_TASK DETAILS_. Reproduce every one of the entries below verbatim, line by line, with nothing changed.

_DATA ROWS_.
========================================================================

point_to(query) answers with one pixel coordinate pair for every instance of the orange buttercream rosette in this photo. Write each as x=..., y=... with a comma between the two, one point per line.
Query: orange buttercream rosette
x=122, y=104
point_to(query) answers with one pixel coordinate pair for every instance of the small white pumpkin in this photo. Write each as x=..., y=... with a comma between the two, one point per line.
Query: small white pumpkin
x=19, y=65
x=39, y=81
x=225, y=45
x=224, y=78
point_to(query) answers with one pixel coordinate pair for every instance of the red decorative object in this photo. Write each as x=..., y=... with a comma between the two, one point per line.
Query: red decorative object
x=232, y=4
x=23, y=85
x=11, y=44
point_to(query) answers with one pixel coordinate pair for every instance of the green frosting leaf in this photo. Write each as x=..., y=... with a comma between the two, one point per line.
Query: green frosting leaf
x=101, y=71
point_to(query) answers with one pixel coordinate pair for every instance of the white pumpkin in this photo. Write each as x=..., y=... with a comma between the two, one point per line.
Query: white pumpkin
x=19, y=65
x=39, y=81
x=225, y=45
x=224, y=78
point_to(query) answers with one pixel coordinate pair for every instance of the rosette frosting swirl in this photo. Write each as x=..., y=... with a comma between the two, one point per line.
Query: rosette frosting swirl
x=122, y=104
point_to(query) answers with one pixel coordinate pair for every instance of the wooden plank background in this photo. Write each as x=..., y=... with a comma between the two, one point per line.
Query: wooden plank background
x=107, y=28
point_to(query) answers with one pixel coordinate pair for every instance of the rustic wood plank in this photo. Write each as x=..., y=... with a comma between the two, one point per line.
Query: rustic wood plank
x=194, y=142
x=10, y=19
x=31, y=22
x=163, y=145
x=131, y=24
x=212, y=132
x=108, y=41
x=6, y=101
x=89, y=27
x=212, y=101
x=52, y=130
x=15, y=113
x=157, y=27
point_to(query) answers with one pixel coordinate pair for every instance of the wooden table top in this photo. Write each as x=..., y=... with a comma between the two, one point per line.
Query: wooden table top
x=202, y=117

========================================================================

_THE ANSWER_.
point_to(query) answers with one pixel coordinate pair for every instance of the orange buttercream rosette in this photo. Write each as x=..., y=... with a comma between the two, one point per line.
Query: orange buttercream rosette
x=122, y=104
point_to(query) answers with one pixel coordinate pair for every instance of the small white pumpkin in this photo. Write each as x=..., y=... with a comma between the two, one point per line.
Query: small white pumpkin
x=19, y=65
x=39, y=81
x=225, y=45
x=224, y=78
point_to(query) answers with one pixel coordinate pair for every instance of the red decorative object in this photo. Write each as x=..., y=... with a comma between the two, one point per line.
Query: red decorative object
x=232, y=4
x=23, y=85
x=11, y=44
point_to(query) answers with one pixel coordinate pair for every instance of the green frosting leaf in this photo. Write each as x=..., y=... with a comma between the two, one point per line.
Query: green frosting leaf
x=101, y=71
point_to(query) answers with one pixel coordinate pair for every instance of the white pumpkin in this photo. Write each as x=..., y=... with a comma between the two, one point per line.
Query: white pumpkin
x=19, y=65
x=39, y=81
x=225, y=45
x=224, y=78
point_to(query) answers with one pixel coordinate pair for every instance of the rosette frosting swirl in this photo. Write each as x=..., y=... with a comma between the two, one point per line.
Query: rosette frosting swirl
x=122, y=104
point_to(query) answers with one pixel coordinate pair for every instance of the wooden plank background in this photo. Write each as x=..., y=... with a comma between the two, one point per line.
Query: wooden plank background
x=107, y=28
point_to(query) answers with one pixel coordinate pair for every instance of the rustic wood plank in this photo. Write each as x=..., y=... with a comma between the two, one point per line.
Query: rustic wood plank
x=194, y=142
x=10, y=19
x=31, y=22
x=163, y=145
x=131, y=24
x=212, y=132
x=108, y=41
x=6, y=101
x=89, y=27
x=212, y=101
x=52, y=130
x=15, y=113
x=157, y=27
point_to(query) answers with one pixel coordinate pair for every instance of the wooden table top in this photo. Write each as x=..., y=... with a comma between the two, one point per line.
Query: wooden table top
x=202, y=117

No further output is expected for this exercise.